» **Exercises to complete**:
a. In the post on Michigan corporations and LLCs, what combined rate does it give for self-employment taxes?
b. Drawing on the post on Michigan corporations and LLCs, explain in one to three sentences why corporations may enjoy greater respect and acceptance than LLCs.
c. Translate this sentence from the post on Michigan corporations and LLCs into Spanish: "Self-employment taxes are Social Security and Medicare taxes."

» **Excerpt**:
════════════════════
Posted On: January 3, 2008 by Michael J. Hamblin

Advantages of Doing Business as a Michigan Corporation Instead of a Michigan Limited Liability Company

While limited liability companies (LLC's) are the right choice of entity for many Michigan businesses, in some situations, using a corporation instead of an LLC may be the better choice. This post discusses some of the specific advantages for a Michigan business to use a corporation instead of an LLC to conduct its affairs.

1. Unlike LLC's, corporate profits are not subject to Social Security and Medicare taxes

As with sole proprietorships or a partnership, profits and salaries of an LLC are subject to self-employment taxes. Self-employment taxes are Social Security and Medicare taxes. The rate of these taxes are currently equal to a combined 15.3% rate. Unlike LLC's, with a corporation, business owners will have to pay Social Security and Medicare taxes only on salaries, not profits. This may provide for greater planning opportunities for entrepreneurs to legally avoid paying higher Social Security and Medicare taxes.

2. Corporations enjoy greater respect and acceptance

LLC's are still a relatively new business entity form. As such, not everyone (including some accountants) is as familiar with them as they are with corporations. In some cases, banks, financing companies, and certain kinds of vendors may be hesitant to extend credit to LLC's. Also, a number of states, including Michigan, restrict the type of business an LLC may conduct.
════════════════════
» **Supplied material**:
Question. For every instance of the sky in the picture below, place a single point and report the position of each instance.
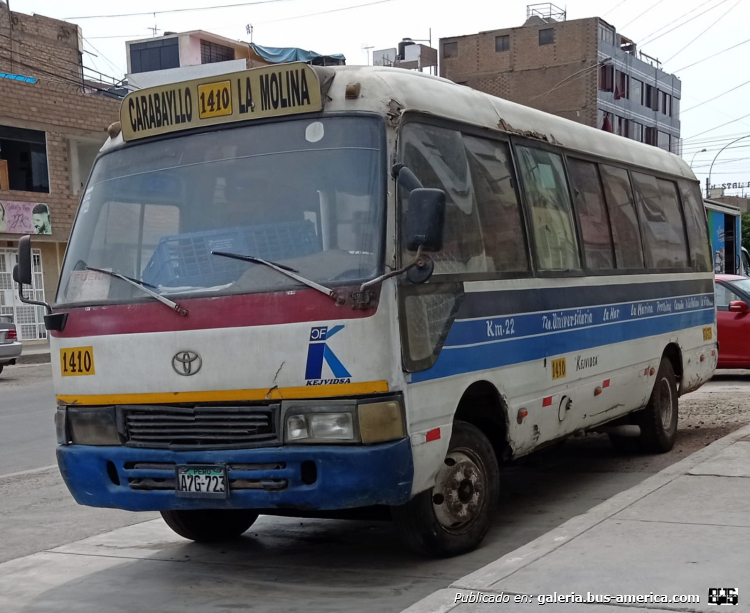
(677, 32)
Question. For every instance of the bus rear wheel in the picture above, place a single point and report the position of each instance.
(206, 526)
(454, 516)
(658, 421)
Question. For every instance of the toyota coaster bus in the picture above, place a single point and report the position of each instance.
(304, 289)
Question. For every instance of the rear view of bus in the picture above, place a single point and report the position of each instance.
(302, 289)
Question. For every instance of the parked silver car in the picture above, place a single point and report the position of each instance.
(10, 346)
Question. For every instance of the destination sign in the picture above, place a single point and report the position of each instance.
(251, 94)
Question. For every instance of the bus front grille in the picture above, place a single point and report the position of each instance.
(200, 427)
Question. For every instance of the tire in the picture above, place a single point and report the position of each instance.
(428, 524)
(626, 445)
(208, 526)
(658, 421)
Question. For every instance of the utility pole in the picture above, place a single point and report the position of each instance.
(366, 48)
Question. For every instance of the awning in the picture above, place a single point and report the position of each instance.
(282, 55)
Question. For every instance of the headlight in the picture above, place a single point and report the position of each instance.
(343, 421)
(93, 426)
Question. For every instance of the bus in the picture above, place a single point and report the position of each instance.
(305, 290)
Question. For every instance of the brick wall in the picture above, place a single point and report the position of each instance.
(42, 46)
(528, 71)
(62, 113)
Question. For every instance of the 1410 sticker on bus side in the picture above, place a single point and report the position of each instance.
(77, 361)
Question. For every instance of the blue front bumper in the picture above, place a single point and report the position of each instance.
(345, 477)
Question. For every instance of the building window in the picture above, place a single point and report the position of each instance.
(213, 52)
(547, 36)
(154, 55)
(663, 141)
(25, 155)
(636, 131)
(622, 126)
(502, 43)
(637, 91)
(665, 103)
(606, 34)
(622, 89)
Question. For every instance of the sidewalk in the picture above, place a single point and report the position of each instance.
(37, 353)
(680, 532)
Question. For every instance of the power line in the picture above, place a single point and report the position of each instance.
(710, 56)
(647, 39)
(714, 98)
(182, 10)
(692, 41)
(345, 8)
(717, 127)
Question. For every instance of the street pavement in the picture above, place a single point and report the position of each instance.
(681, 532)
(61, 557)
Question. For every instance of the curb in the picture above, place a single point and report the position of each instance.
(486, 577)
(34, 358)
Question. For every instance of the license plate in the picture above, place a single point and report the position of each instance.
(215, 99)
(201, 481)
(77, 361)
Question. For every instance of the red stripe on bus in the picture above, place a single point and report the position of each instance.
(432, 435)
(207, 313)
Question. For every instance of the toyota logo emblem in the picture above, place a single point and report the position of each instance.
(186, 363)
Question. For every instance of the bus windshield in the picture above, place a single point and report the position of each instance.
(306, 194)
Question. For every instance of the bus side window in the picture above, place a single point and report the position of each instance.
(592, 215)
(695, 219)
(438, 159)
(624, 223)
(546, 190)
(663, 228)
(497, 201)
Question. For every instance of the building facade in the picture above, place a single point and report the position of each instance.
(51, 128)
(581, 69)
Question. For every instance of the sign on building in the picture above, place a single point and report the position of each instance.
(24, 218)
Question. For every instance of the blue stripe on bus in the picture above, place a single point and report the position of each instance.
(492, 329)
(461, 359)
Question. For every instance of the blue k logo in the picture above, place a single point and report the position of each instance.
(319, 351)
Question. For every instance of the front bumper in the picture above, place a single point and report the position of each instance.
(346, 477)
(10, 351)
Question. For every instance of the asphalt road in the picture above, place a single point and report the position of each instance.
(304, 565)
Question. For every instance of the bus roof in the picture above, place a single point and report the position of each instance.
(394, 90)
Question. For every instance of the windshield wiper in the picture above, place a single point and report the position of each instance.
(143, 286)
(284, 270)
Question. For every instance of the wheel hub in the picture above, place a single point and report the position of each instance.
(458, 494)
(665, 403)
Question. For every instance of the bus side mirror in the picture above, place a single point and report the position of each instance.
(425, 219)
(22, 270)
(738, 306)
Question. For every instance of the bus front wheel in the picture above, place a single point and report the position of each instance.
(454, 516)
(205, 526)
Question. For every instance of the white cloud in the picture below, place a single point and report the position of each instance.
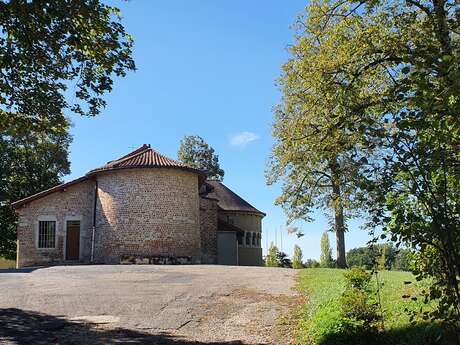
(243, 138)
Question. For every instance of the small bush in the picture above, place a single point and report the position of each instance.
(328, 321)
(357, 278)
(356, 304)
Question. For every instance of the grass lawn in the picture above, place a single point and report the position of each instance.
(319, 320)
(4, 263)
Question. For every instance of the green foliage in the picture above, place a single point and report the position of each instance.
(403, 260)
(323, 322)
(58, 49)
(376, 84)
(357, 306)
(357, 278)
(271, 260)
(326, 252)
(371, 256)
(283, 260)
(31, 162)
(356, 301)
(312, 263)
(297, 257)
(197, 153)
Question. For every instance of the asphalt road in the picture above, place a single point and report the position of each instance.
(144, 304)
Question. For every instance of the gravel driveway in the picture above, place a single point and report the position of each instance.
(144, 305)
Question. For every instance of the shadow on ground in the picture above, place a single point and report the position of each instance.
(419, 334)
(19, 270)
(27, 327)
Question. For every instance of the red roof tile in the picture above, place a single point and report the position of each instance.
(227, 199)
(144, 157)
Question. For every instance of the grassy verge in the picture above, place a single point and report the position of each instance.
(321, 320)
(4, 263)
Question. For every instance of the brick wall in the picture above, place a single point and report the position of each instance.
(147, 212)
(251, 224)
(75, 203)
(208, 230)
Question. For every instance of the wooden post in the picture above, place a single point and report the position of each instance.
(17, 254)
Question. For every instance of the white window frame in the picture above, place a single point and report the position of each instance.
(37, 231)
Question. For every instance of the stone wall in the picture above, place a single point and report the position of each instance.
(73, 203)
(208, 230)
(251, 223)
(150, 212)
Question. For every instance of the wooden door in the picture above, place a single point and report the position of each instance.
(73, 240)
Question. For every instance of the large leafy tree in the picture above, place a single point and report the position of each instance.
(196, 152)
(32, 161)
(57, 55)
(316, 155)
(326, 252)
(399, 66)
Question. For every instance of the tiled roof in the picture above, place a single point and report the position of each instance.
(227, 199)
(45, 192)
(144, 157)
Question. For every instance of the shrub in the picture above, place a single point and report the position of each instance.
(271, 258)
(312, 263)
(330, 322)
(357, 278)
(297, 257)
(357, 305)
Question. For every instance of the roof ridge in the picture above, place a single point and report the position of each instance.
(171, 159)
(133, 154)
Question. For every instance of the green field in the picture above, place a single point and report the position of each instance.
(319, 319)
(4, 263)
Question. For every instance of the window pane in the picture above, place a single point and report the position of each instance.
(46, 234)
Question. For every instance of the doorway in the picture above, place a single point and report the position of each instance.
(73, 240)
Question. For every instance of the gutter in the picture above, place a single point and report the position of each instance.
(94, 221)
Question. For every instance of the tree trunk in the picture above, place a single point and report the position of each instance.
(340, 237)
(339, 223)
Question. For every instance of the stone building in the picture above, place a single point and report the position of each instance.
(142, 206)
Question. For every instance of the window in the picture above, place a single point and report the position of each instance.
(46, 234)
(240, 239)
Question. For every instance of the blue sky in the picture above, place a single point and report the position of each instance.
(206, 68)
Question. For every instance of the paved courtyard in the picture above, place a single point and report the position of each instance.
(144, 305)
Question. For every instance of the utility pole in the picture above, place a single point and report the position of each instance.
(281, 234)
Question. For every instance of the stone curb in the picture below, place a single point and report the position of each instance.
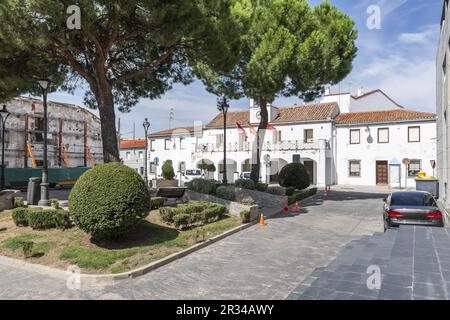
(109, 279)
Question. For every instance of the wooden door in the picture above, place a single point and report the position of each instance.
(382, 172)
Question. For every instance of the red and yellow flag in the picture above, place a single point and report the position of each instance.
(241, 129)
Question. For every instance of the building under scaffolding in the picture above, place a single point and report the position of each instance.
(74, 135)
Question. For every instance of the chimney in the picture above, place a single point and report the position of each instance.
(360, 91)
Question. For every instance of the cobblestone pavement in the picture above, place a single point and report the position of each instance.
(413, 262)
(256, 263)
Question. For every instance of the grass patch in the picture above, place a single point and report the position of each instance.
(15, 243)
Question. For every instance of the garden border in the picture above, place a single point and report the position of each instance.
(108, 279)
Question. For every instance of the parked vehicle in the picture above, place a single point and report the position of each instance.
(411, 207)
(245, 175)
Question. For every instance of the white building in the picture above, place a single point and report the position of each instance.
(132, 154)
(73, 137)
(442, 105)
(355, 146)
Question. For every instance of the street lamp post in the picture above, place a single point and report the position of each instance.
(44, 201)
(4, 114)
(223, 107)
(146, 125)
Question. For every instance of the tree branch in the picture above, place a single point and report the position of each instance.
(147, 69)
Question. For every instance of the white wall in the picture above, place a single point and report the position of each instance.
(397, 148)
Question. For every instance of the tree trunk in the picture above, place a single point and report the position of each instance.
(256, 163)
(105, 102)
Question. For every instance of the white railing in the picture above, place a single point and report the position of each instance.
(290, 145)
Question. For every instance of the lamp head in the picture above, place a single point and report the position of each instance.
(44, 84)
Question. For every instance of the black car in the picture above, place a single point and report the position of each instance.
(411, 207)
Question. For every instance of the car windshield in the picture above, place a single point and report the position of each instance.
(412, 199)
(193, 172)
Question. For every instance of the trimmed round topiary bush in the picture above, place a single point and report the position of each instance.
(294, 175)
(108, 200)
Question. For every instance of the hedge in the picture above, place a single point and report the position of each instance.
(278, 191)
(202, 186)
(300, 195)
(157, 202)
(294, 175)
(226, 192)
(192, 213)
(108, 200)
(245, 184)
(40, 219)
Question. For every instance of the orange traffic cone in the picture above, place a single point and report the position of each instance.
(296, 207)
(261, 221)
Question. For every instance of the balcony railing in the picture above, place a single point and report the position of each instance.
(290, 145)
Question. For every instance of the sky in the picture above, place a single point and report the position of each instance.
(398, 58)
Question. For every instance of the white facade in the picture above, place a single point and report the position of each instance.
(321, 143)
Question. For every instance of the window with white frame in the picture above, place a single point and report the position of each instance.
(355, 136)
(167, 144)
(414, 168)
(383, 135)
(354, 168)
(414, 134)
(152, 145)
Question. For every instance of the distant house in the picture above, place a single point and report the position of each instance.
(132, 154)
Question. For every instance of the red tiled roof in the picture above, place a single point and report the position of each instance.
(176, 131)
(383, 116)
(130, 143)
(309, 112)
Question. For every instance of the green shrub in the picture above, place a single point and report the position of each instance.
(290, 191)
(19, 202)
(245, 216)
(181, 220)
(54, 203)
(202, 186)
(300, 195)
(167, 213)
(261, 186)
(294, 175)
(275, 190)
(20, 217)
(167, 170)
(157, 202)
(108, 200)
(226, 192)
(245, 184)
(213, 213)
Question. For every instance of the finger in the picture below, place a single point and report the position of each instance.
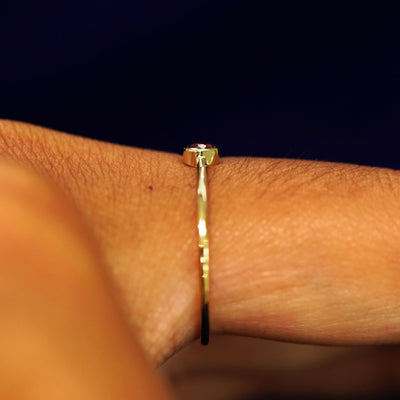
(62, 335)
(300, 251)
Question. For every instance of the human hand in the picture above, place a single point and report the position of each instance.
(301, 251)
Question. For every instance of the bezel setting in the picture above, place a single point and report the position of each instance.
(193, 152)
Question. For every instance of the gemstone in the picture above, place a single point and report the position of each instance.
(201, 146)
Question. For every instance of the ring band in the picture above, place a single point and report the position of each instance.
(201, 155)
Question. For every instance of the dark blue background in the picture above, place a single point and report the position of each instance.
(317, 82)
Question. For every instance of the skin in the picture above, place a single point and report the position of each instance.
(301, 251)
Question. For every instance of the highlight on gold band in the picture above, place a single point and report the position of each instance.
(202, 155)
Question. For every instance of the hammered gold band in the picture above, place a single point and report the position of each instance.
(201, 156)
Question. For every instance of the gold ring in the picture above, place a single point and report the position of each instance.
(201, 155)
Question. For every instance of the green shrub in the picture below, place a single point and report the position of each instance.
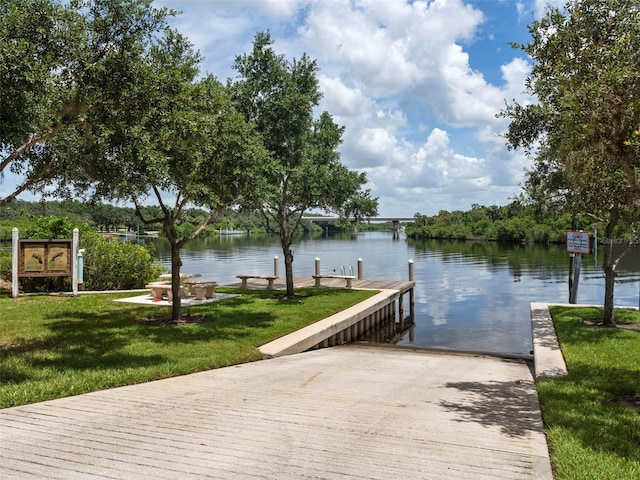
════════════════════
» **Answers given**:
a. The combined rate is currently 15.3%.

b. LLCs are still a relatively new business entity form, so not everyone, including some accountants, is as familiar with them as with corporations. As a result, some banks, financing companies, and certain vendors may be hesitant to extend credit to LLCs.

c. Los impuestos sobre el trabajo por cuenta propia son los impuestos del Seguro Social y de Medicare.